- Excerpted passage:
* * *
Well Loved Tales was a series of illustrated re-tellings of fairy tales and other traditional stories published by Ladybird between 1964 and the early 1990s. The books were labelled as "easy reading" and were graded depending on such aspects as their length, complexity and vocabulary. Most of the stories in the series were based on stories by Hans Christian Andersen, the Brothers Grimm and Charles Perrault, alongside a number of traditional English folk tales such as Jack and the Beanstalk and The Three Little Pigs. The first title in the series was Cinderella, and over the next decade, twenty seven titles were published, all written by Vera Southgate. In 1979, with the publication of The Ugly Duckling, Pinocchio and Tom Thumb in the series, the look and format of the books changed. The books now universally featured a green spine and back cover, as well as a standard logo. The series also broke with the Ladybird tradition of having a left page of just text and a right page of just picture, and the illustrations became more stylised than the previous editions. Older titles were gradually re-illustrated over the years. Under this new look, even more titles retold by a variety of different editors and authors came to be added over the course of the 1980s, with popular stories including Hansel and Gretel, The Little Mermaid and The Wizard of Oz.
* * *
- Required task A:
Answer these questions using the Well Loved Tales passage:
(i) Which publisher issued the series, and over what years?
(ii) Who wrote all the titles published in the decade after the first one?
(iii) What color were the spine and back cover after the 1979 change in look?
The listing has no connection to the Well Loved Tales passage.

- Pointing records for named objects:
* * *
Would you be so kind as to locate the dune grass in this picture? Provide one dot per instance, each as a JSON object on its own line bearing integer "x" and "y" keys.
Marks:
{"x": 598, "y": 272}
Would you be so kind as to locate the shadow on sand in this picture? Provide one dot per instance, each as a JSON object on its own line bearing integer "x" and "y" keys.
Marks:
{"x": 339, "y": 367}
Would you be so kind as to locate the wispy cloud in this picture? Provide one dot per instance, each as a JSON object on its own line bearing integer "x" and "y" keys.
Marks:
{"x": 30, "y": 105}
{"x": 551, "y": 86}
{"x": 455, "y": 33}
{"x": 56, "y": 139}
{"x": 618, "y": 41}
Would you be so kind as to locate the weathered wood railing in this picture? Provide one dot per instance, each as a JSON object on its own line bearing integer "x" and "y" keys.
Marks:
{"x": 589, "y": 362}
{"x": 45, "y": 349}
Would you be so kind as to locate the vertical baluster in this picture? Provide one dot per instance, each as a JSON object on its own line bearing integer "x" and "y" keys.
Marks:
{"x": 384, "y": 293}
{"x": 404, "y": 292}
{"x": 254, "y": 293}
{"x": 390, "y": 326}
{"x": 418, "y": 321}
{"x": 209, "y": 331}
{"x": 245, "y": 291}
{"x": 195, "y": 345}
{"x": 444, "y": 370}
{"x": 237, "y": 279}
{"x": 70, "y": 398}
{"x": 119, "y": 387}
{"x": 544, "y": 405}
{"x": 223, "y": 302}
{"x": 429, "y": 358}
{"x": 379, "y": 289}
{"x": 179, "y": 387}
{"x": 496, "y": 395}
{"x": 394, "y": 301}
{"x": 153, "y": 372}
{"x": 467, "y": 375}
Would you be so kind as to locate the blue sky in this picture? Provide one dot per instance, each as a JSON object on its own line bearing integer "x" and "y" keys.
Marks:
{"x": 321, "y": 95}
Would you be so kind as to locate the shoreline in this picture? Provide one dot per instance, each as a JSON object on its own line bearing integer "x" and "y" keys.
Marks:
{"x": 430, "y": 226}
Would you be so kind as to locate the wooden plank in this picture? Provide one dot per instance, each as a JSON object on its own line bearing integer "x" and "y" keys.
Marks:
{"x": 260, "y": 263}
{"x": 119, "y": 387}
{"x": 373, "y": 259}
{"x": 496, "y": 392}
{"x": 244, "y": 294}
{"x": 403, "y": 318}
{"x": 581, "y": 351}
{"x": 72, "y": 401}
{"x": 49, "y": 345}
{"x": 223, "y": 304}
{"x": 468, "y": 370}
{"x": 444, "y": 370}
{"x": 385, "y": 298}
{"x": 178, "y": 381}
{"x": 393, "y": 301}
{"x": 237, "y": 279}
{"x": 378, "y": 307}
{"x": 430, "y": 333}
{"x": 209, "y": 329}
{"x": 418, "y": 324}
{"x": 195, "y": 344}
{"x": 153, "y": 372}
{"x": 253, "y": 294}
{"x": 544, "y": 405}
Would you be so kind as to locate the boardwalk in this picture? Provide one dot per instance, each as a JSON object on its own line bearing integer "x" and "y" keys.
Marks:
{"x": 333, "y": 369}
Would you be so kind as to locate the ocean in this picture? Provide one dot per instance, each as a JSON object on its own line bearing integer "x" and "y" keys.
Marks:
* * *
- Required task B:
Render the portion of the listing that opens with the line containing "Would you be so kind as to locate the boardwalk" and closes with the final line of the listing as a Markdown table with the columns Row and Line, omitting blank lines.

- Solution A:
(i) Ladybird, between 1964 and the early 1990s.
(ii) Vera Southgate.
(iii) Green.

- Solution B:
| Row | Line |
|---|---|
| 1 | Would you be so kind as to locate the boardwalk in this picture? Provide one dot per instance, each as a JSON object on its own line bearing integer "x" and "y" keys. |
| 2 | Marks: |
| 3 | {"x": 333, "y": 369} |
| 4 | Would you be so kind as to locate the ocean in this picture? Provide one dot per instance, each as a JSON object on its own line bearing integer "x" and "y" keys. |
| 5 | Marks: |